WHAT THE EXERCISE ASKS >> Extract the post below about the end of the weekly debate feature, reproducing its entire text word for word.

The comic
will continue to update every Monday, but this ends the debate
as a regular feature (told you it would never be late
again). It was only supposed to be a one-time
thing after all; a peace offering after our hosting company
dropped the ball, resulting in our first and only late update.
It never even got a single percent of the traffic the
main page enjoyed, but we kept it up for a year because we loooooove
to argue. It's just part of our fraternal dynamic. In
fact, I'm sure we'll still do the debate from time to time when
we have a topic we feel strongly about, but committing to a
weekly argument has lent our recent attempts to start a fight
an air of forced desperation, like a biker with a new knife
and nobody to stab.
So now that
it's all over, what have we learned?
- It's
better to be a living legend than a dead one. (Jamie 48%)
- Paris
Hilton is a vile skank. (Graham 63%)
- Real
friends punch each other in the testicles. (Jamie 67%)
- Omnipotence
gets boring fast. (Jamie 46%)
- Video
games are totally cool, despite the fact that the sexy elf
girl is almost certainly a fat, old man. (Graham 56%)
- You're
beautiful just the way you are. (Graham 52%)
- Jamie's
wise to sleep in a nest of his dead skin cells. (Jamie
59%)
- Buy
a BBQ or forfeit your penis. (Jamie 47%)
- Hasbro's
agency is pro-bukkake. (Special)
- The
undead make ghoulish spokespeople. (Graham 45%)
- Now
is not now. It is then. (Jamie 45%)
- The
USP of Jamie's utopia is lobotomized infants. (Graham
66%)

SUPPLIED ENTRIES >>
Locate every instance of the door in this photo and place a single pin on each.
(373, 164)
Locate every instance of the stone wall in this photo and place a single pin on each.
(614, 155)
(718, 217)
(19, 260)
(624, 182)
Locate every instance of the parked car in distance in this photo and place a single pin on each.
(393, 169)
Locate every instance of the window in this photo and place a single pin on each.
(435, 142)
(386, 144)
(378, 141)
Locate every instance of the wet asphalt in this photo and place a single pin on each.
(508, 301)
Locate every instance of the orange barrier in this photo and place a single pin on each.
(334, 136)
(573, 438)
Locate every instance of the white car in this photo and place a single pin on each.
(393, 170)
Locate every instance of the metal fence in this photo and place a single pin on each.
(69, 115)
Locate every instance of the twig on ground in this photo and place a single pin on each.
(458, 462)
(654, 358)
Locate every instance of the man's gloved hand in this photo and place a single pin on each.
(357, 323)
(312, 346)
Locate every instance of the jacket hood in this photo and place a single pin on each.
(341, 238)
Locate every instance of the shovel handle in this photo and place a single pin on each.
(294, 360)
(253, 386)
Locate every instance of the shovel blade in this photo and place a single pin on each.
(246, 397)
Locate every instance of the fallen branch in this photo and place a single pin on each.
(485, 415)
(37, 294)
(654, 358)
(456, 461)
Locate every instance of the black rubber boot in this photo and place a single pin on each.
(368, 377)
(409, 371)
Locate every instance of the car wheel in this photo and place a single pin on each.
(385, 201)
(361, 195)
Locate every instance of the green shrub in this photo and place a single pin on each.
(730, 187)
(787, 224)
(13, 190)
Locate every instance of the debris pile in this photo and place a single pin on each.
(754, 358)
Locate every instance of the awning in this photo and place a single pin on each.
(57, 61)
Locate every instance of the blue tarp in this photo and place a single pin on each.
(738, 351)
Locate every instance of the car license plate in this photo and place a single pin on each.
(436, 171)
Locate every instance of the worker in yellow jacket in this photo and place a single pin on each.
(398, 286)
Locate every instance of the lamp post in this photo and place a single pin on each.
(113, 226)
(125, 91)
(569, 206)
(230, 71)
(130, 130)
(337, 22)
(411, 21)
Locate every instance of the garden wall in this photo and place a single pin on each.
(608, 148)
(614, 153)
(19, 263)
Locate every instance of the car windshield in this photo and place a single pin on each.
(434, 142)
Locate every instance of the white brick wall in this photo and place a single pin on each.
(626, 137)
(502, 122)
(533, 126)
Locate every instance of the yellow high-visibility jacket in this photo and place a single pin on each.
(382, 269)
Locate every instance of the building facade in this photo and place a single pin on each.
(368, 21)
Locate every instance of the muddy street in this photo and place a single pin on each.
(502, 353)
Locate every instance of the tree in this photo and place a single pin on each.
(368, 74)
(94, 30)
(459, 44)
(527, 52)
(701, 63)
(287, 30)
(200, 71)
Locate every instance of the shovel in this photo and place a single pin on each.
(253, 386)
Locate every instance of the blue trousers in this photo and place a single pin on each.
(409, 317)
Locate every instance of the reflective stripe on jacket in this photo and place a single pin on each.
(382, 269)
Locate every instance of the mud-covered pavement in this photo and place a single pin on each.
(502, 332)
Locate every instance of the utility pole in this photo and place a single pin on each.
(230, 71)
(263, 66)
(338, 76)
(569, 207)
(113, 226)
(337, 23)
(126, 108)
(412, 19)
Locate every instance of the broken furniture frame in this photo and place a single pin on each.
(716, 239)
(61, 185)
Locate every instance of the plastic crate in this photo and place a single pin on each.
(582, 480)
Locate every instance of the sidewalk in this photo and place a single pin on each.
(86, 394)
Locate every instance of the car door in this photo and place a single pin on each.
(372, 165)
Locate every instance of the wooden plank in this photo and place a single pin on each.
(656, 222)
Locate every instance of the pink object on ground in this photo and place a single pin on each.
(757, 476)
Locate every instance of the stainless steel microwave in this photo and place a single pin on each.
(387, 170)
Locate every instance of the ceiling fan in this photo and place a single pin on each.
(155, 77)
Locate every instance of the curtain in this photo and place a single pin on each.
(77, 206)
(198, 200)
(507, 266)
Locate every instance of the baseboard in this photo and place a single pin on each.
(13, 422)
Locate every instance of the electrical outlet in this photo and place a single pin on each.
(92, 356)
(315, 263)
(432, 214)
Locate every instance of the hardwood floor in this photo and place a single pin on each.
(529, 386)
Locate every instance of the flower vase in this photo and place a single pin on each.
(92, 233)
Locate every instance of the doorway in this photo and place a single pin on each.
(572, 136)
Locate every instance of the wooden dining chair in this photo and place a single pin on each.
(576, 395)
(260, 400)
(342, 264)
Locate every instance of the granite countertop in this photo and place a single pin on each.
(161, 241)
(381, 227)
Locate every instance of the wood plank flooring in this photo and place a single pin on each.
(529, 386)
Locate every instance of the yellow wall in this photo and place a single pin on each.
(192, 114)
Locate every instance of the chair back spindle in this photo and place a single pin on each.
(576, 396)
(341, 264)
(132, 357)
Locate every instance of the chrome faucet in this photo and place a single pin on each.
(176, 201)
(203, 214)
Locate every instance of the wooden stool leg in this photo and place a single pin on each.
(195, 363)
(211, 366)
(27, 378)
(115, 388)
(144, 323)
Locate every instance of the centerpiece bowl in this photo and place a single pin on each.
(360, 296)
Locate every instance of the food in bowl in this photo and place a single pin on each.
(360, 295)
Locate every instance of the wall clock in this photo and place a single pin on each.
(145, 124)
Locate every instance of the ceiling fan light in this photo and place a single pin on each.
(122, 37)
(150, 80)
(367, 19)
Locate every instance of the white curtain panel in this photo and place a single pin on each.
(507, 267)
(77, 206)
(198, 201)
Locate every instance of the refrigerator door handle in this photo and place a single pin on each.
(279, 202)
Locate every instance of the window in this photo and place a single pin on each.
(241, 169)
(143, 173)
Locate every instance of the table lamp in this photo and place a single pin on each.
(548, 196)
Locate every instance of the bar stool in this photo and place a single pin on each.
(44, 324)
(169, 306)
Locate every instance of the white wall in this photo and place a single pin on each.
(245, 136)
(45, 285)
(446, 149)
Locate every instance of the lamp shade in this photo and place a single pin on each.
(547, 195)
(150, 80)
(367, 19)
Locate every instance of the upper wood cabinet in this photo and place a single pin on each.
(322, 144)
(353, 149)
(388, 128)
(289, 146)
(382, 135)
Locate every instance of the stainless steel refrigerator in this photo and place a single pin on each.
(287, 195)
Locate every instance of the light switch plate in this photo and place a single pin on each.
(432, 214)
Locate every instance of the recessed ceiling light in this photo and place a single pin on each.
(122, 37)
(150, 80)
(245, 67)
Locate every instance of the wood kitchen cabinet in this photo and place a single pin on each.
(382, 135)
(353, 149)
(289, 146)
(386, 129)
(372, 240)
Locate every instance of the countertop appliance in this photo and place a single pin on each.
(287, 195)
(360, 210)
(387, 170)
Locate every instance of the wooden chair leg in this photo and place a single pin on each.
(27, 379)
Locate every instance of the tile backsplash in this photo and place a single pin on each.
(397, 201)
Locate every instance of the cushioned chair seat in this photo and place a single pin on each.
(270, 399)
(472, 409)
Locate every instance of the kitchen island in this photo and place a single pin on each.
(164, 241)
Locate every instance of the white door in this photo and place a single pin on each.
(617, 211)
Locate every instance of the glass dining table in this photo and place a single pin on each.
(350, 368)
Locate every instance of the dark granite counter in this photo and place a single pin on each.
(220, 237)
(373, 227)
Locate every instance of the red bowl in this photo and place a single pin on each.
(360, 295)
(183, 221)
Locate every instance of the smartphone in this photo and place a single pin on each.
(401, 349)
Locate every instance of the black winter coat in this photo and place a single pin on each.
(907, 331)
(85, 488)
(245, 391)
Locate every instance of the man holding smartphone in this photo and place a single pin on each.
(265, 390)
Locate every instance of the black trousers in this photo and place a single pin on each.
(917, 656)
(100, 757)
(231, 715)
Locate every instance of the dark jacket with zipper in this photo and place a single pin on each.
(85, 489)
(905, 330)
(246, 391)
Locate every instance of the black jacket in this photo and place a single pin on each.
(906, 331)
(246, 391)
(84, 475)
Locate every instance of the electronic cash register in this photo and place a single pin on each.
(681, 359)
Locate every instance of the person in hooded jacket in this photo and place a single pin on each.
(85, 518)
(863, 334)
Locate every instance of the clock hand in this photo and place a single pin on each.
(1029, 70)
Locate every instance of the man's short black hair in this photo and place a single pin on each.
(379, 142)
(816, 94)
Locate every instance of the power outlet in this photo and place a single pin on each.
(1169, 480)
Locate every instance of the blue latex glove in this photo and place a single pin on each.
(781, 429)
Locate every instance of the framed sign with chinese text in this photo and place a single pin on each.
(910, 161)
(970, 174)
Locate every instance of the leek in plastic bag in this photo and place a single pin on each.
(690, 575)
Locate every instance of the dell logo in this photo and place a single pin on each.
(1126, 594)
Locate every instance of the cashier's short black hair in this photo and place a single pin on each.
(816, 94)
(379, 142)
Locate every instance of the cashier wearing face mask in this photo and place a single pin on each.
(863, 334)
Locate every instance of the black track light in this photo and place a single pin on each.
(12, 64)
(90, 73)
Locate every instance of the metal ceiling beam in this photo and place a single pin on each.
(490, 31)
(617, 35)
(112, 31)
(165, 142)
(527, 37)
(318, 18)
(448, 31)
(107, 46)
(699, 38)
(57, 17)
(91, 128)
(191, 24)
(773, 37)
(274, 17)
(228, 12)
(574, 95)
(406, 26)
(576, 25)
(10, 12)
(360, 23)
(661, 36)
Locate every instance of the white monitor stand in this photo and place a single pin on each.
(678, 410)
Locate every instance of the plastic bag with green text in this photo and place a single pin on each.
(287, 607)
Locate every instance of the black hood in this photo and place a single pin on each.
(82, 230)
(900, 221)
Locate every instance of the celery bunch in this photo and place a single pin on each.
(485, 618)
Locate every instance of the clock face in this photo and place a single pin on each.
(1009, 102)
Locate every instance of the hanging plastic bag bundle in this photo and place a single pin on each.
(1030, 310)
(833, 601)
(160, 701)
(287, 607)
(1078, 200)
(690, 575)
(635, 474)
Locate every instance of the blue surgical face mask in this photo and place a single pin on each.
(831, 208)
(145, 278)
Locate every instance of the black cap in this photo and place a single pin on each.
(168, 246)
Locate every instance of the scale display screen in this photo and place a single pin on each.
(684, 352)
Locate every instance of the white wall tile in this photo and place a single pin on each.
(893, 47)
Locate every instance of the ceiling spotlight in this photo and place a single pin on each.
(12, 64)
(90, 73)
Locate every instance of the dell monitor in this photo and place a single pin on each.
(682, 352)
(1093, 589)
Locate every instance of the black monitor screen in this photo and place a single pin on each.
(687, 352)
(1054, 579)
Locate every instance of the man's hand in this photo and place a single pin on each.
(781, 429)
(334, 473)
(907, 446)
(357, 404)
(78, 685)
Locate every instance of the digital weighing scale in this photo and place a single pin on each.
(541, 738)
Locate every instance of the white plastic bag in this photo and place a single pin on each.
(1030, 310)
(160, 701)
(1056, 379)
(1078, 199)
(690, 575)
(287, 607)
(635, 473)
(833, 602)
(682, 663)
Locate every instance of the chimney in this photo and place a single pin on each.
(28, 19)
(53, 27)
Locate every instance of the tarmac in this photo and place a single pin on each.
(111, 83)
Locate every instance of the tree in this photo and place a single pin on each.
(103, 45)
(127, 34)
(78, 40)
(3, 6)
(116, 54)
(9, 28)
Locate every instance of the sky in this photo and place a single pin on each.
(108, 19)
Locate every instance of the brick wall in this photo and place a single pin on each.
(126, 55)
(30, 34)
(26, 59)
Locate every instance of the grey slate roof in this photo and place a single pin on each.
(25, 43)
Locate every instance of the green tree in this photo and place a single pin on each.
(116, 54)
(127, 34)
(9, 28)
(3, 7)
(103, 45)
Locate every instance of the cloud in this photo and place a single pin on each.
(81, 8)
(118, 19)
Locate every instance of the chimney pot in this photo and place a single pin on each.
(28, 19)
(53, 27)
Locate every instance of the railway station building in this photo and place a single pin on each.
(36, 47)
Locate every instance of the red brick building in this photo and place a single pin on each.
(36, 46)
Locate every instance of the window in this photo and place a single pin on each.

EXERCISE RESPONSE >>
The comic
will continue to update every Monday, but this ends the debate
as a regular feature (told you it would never be late
again). It was only supposed to be a one-time
thing after all; a peace offering after our hosting company
dropped the ball, resulting in our first and only late update.
It never even got a single percent of the traffic the
main page enjoyed, but we kept it up for a year because we loooooove
to argue. It's just part of our fraternal dynamic. In
fact, I'm sure we'll still do the debate from time to time when
we have a topic we feel strongly about, but committing to a
weekly argument has lent our recent attempts to start a fight
an air of forced desperation, like a biker with a new knife
and nobody to stab.
So now that
it's all over, what have we learned?
- It's
better to be a living legend than a dead one. (Jamie 48%)
- Paris
Hilton is a vile skank. (Graham 63%)
- Real
friends punch each other in the testicles. (Jamie 67%)
- Omnipotence
gets boring fast. (Jamie 46%)
- Video
games are totally cool, despite the fact that the sexy elf
girl is almost certainly a fat, old man. (Graham 56%)
- You're
beautiful just the way you are. (Graham 52%)
- Jamie's
wise to sleep in a nest of his dead skin cells. (Jamie
59%)
- Buy
a BBQ or forfeit your penis. (Jamie 47%)
- Hasbro's
agency is pro-bukkake. (Special)
- The
undead make ghoulish spokespeople. (Graham 45%)
- Now
is not now. It is then. (Jamie 45%)
- The
USP of Jamie's utopia is lobotomized infants. (Graham
66%)